- **Text passage**:
= = = = =

This section recreates the metric and RPA plots for each dataset-algorithm combination.

In [None]:
# Helper function: Filter data
def get_data(df, dataset=None, algorithm=None, strategy=None, sampling_rate=None):
    """
    Filter dataframe by criteria.
    
    Parameters:
    -----------
    df : pd.DataFrame
        Full dataset
    dataset : str, optional
        Filter by dataset name
    algorithm : str, optional
        Filter by algorithm
    strategy : str, optional
        Filter by sampling strategy
    sampling_rate : int, optional
        Filter by sampling rate
    
    Returns:
    --------
    pd.DataFrame : Filtered data
    """
    filtered = df.copy()

= = = = =

- **Listed records**:
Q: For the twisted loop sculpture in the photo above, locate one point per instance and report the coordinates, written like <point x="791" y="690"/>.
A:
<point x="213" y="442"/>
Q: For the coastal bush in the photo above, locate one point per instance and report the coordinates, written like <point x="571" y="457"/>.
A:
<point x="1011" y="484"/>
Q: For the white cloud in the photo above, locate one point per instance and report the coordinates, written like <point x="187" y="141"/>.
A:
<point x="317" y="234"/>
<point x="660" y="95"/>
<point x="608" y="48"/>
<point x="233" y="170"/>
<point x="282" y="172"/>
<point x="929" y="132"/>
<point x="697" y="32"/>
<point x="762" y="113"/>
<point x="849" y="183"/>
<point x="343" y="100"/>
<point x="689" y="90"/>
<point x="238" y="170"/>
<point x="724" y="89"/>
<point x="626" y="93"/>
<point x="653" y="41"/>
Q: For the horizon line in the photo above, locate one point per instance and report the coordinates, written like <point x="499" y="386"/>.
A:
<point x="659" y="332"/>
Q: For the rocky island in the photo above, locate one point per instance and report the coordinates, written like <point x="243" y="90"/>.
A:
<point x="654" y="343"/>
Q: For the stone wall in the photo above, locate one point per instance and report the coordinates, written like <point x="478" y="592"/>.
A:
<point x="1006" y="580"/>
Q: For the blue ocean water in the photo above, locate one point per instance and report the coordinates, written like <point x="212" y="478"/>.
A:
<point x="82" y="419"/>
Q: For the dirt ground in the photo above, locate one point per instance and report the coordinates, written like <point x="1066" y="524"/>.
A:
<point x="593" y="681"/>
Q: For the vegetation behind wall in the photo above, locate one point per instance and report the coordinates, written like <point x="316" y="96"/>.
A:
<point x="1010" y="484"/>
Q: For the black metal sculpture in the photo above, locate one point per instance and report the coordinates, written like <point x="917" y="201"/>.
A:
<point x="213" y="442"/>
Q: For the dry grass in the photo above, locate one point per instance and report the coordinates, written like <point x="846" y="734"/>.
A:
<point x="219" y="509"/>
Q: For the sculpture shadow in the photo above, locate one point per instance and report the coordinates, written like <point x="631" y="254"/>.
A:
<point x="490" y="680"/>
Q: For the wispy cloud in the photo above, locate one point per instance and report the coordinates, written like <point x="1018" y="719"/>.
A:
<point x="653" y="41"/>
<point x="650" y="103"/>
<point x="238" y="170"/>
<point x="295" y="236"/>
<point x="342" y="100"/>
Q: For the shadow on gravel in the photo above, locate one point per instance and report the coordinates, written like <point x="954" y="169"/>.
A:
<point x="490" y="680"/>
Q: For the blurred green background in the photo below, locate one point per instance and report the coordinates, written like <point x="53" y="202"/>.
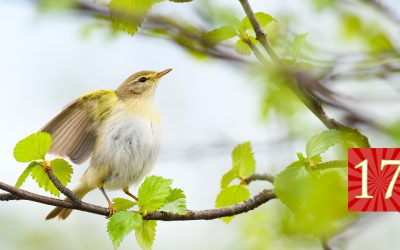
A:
<point x="53" y="51"/>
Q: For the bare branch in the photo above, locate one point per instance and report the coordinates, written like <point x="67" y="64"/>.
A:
<point x="260" y="34"/>
<point x="243" y="207"/>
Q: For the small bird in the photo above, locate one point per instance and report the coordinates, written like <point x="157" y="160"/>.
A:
<point x="120" y="130"/>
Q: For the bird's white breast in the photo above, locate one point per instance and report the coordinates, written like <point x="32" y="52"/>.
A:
<point x="127" y="149"/>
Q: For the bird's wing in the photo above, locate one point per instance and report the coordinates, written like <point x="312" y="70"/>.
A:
<point x="74" y="129"/>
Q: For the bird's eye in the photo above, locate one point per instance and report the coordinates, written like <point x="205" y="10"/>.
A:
<point x="142" y="79"/>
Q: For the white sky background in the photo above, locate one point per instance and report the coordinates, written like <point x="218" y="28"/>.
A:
<point x="45" y="63"/>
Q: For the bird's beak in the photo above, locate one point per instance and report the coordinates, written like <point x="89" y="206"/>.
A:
<point x="163" y="73"/>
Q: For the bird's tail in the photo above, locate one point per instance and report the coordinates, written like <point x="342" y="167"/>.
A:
<point x="81" y="190"/>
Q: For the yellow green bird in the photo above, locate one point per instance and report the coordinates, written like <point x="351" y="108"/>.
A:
<point x="120" y="130"/>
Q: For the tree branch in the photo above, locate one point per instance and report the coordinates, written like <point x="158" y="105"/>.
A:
<point x="298" y="84"/>
<point x="67" y="192"/>
<point x="260" y="177"/>
<point x="209" y="214"/>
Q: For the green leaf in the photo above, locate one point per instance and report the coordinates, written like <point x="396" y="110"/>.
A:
<point x="26" y="173"/>
<point x="153" y="193"/>
<point x="62" y="170"/>
<point x="121" y="204"/>
<point x="262" y="18"/>
<point x="304" y="191"/>
<point x="127" y="15"/>
<point x="220" y="34"/>
<point x="332" y="164"/>
<point x="228" y="177"/>
<point x="322" y="142"/>
<point x="242" y="48"/>
<point x="121" y="224"/>
<point x="291" y="183"/>
<point x="298" y="44"/>
<point x="33" y="147"/>
<point x="243" y="159"/>
<point x="146" y="233"/>
<point x="175" y="203"/>
<point x="231" y="196"/>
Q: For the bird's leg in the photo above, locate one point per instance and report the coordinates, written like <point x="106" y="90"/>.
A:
<point x="110" y="205"/>
<point x="126" y="191"/>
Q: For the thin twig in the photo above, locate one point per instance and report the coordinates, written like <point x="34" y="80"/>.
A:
<point x="256" y="51"/>
<point x="297" y="85"/>
<point x="208" y="214"/>
<point x="260" y="177"/>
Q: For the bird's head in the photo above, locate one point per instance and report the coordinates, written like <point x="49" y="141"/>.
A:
<point x="140" y="84"/>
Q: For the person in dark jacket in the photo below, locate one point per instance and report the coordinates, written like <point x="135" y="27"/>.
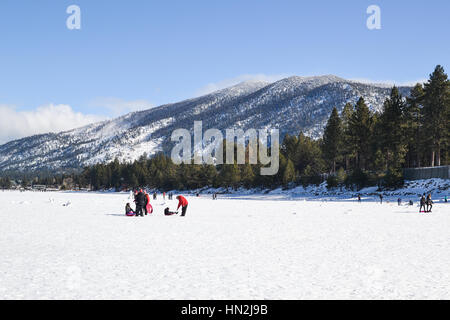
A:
<point x="422" y="204"/>
<point x="182" y="202"/>
<point x="128" y="210"/>
<point x="140" y="203"/>
<point x="429" y="203"/>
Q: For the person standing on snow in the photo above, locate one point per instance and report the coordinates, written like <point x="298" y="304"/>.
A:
<point x="422" y="204"/>
<point x="429" y="203"/>
<point x="140" y="203"/>
<point x="148" y="206"/>
<point x="182" y="202"/>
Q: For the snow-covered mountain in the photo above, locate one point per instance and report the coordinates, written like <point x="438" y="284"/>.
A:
<point x="292" y="104"/>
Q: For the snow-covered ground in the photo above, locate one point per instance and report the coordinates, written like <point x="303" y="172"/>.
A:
<point x="238" y="247"/>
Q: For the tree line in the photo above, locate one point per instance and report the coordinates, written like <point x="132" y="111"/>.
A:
<point x="359" y="148"/>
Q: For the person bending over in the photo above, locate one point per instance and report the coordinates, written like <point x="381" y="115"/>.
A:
<point x="182" y="202"/>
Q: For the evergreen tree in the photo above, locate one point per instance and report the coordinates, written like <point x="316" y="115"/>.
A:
<point x="413" y="130"/>
<point x="436" y="114"/>
<point x="392" y="123"/>
<point x="348" y="151"/>
<point x="332" y="139"/>
<point x="289" y="173"/>
<point x="360" y="130"/>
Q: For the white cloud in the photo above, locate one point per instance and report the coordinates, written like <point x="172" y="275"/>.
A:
<point x="16" y="124"/>
<point x="118" y="107"/>
<point x="214" y="86"/>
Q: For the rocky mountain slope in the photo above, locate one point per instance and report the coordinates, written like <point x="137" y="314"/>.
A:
<point x="292" y="104"/>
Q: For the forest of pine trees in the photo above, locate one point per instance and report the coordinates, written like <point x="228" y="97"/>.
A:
<point x="359" y="148"/>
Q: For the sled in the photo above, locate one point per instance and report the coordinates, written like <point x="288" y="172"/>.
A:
<point x="169" y="213"/>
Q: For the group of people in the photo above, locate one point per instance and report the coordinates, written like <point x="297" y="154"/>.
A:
<point x="426" y="203"/>
<point x="143" y="206"/>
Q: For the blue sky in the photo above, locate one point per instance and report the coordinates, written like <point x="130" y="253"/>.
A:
<point x="155" y="52"/>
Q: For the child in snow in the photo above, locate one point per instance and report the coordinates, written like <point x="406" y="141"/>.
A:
<point x="168" y="213"/>
<point x="129" y="211"/>
<point x="148" y="206"/>
<point x="182" y="202"/>
<point x="422" y="204"/>
<point x="429" y="203"/>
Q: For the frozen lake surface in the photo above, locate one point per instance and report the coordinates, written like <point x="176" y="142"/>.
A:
<point x="242" y="247"/>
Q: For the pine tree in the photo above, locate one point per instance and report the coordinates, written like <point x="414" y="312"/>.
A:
<point x="360" y="130"/>
<point x="332" y="139"/>
<point x="413" y="130"/>
<point x="289" y="173"/>
<point x="347" y="149"/>
<point x="392" y="123"/>
<point x="436" y="113"/>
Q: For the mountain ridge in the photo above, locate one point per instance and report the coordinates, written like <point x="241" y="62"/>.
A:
<point x="291" y="104"/>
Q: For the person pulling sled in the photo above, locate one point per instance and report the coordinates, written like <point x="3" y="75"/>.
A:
<point x="183" y="203"/>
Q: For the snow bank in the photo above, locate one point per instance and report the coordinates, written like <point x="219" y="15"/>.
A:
<point x="245" y="247"/>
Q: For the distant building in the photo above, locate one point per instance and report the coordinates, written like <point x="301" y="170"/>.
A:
<point x="39" y="187"/>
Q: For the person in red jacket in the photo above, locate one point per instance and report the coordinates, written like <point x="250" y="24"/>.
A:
<point x="182" y="202"/>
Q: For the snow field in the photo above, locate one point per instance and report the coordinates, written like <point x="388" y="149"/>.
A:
<point x="257" y="247"/>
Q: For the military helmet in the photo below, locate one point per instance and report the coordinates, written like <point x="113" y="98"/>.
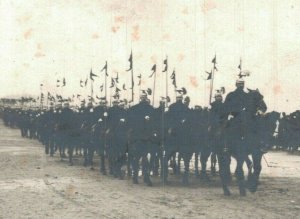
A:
<point x="240" y="82"/>
<point x="179" y="97"/>
<point x="90" y="104"/>
<point x="66" y="104"/>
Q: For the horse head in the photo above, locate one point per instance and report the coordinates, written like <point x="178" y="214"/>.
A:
<point x="256" y="101"/>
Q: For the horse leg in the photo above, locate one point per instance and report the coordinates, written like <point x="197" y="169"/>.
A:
<point x="145" y="165"/>
<point x="177" y="167"/>
<point x="129" y="161"/>
<point x="102" y="162"/>
<point x="186" y="160"/>
<point x="164" y="167"/>
<point x="213" y="161"/>
<point x="70" y="153"/>
<point x="249" y="165"/>
<point x="241" y="156"/>
<point x="196" y="164"/>
<point x="203" y="159"/>
<point x="135" y="169"/>
<point x="156" y="164"/>
<point x="91" y="155"/>
<point x="254" y="177"/>
<point x="224" y="165"/>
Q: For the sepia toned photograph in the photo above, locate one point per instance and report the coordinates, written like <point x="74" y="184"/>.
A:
<point x="149" y="109"/>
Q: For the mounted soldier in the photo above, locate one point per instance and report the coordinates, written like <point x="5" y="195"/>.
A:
<point x="240" y="134"/>
<point x="176" y="136"/>
<point x="140" y="119"/>
<point x="116" y="134"/>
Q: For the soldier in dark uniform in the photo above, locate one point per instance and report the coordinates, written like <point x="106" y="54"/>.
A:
<point x="140" y="118"/>
<point x="217" y="119"/>
<point x="116" y="134"/>
<point x="176" y="124"/>
<point x="98" y="133"/>
<point x="87" y="122"/>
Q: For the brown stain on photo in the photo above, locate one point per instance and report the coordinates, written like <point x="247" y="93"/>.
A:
<point x="70" y="190"/>
<point x="119" y="19"/>
<point x="208" y="6"/>
<point x="39" y="54"/>
<point x="181" y="57"/>
<point x="24" y="18"/>
<point x="135" y="33"/>
<point x="95" y="36"/>
<point x="153" y="59"/>
<point x="166" y="37"/>
<point x="27" y="34"/>
<point x="115" y="29"/>
<point x="277" y="89"/>
<point x="185" y="11"/>
<point x="194" y="81"/>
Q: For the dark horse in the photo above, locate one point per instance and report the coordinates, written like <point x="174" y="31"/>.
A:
<point x="241" y="137"/>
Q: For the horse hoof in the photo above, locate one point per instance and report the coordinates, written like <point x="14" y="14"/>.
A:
<point x="185" y="182"/>
<point x="149" y="183"/>
<point x="242" y="193"/>
<point x="204" y="176"/>
<point x="227" y="193"/>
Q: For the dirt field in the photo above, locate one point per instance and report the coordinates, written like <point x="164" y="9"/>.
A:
<point x="33" y="185"/>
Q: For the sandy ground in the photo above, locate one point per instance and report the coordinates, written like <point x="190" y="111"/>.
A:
<point x="33" y="185"/>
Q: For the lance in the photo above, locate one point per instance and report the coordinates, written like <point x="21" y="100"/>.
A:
<point x="106" y="82"/>
<point x="154" y="88"/>
<point x="132" y="82"/>
<point x="41" y="101"/>
<point x="212" y="80"/>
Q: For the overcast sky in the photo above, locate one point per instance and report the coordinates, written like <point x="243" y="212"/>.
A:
<point x="42" y="41"/>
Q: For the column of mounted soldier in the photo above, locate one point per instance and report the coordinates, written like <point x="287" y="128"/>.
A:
<point x="141" y="137"/>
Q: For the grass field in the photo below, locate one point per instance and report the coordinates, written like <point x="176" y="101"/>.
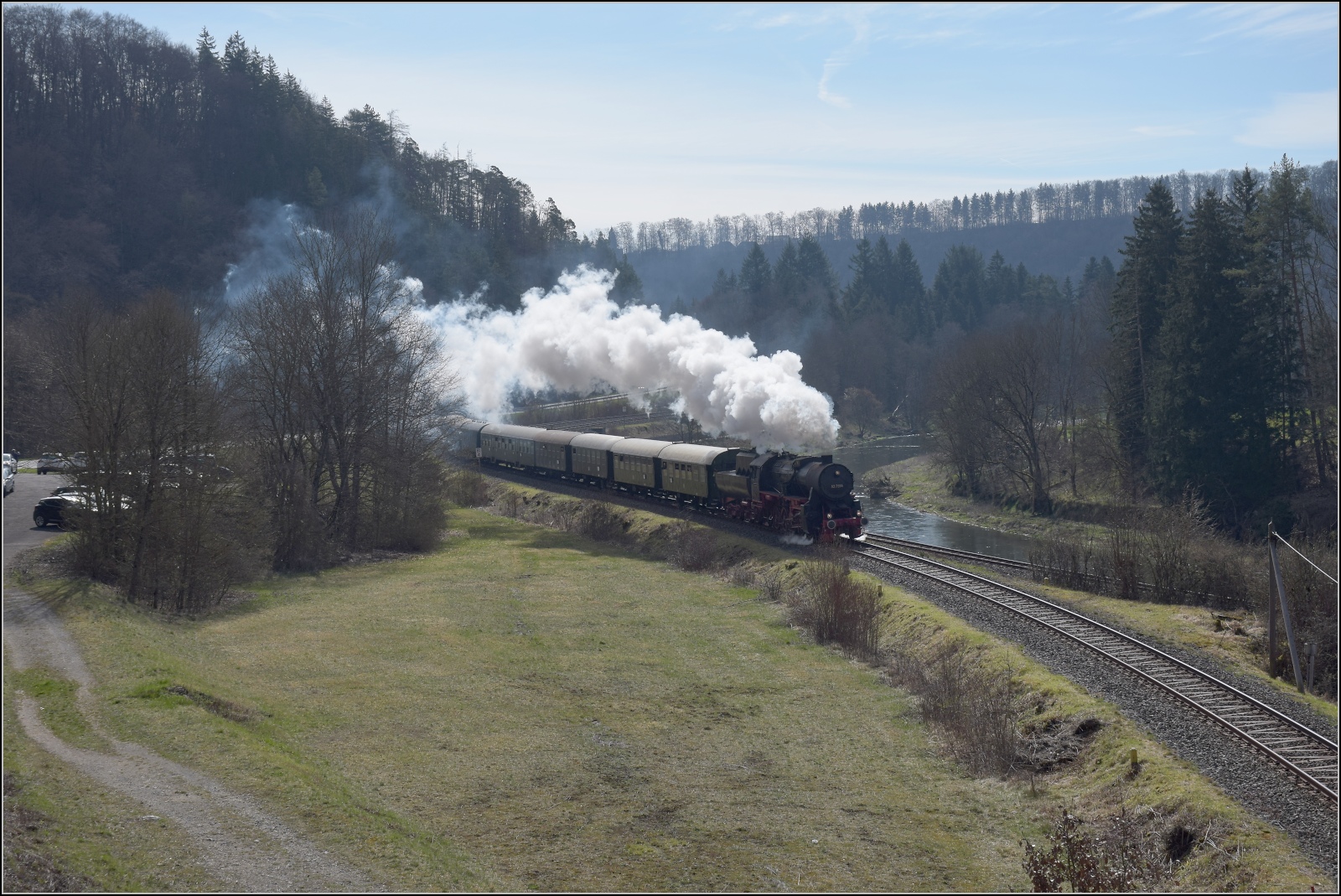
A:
<point x="526" y="708"/>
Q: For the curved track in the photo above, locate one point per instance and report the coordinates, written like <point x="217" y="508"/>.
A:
<point x="1305" y="754"/>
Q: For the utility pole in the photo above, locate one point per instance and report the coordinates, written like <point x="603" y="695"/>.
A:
<point x="1285" y="610"/>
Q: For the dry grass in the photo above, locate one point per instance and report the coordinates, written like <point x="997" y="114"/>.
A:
<point x="66" y="831"/>
<point x="1073" y="750"/>
<point x="530" y="708"/>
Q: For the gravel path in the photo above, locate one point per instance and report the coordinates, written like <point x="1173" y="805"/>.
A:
<point x="246" y="847"/>
<point x="1257" y="784"/>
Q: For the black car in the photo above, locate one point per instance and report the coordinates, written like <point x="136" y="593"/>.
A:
<point x="54" y="509"/>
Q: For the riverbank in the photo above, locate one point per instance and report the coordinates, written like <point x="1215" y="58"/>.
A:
<point x="920" y="483"/>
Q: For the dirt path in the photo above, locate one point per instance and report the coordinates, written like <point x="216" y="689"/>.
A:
<point x="245" y="845"/>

= = = = =

- **Instructions to follow**: Could you output the entire notebook excerpt word for word? Work only from the notebook excerpt and leave the items aside.

- **Completed exercise**:
This section recreates the metric and RPA plots for each dataset-algorithm combination.

In [None]:
# Helper function: Filter data
def get_data(df, dataset=None, algorithm=None, strategy=None, sampling_rate=None):
    """
    Filter dataframe by criteria.
    
    Parameters:
    -----------
    df : pd.DataFrame
        Full dataset
    dataset : str, optional
        Filter by dataset name
    algorithm : str, optional
        Filter by algorithm
    strategy : str, optional
        Filter by sampling strategy
    sampling_rate : int, optional
        Filter by sampling rate
    
    Returns:
    --------
    pd.DataFrame : Filtered data
    """
    filtered = df.copy()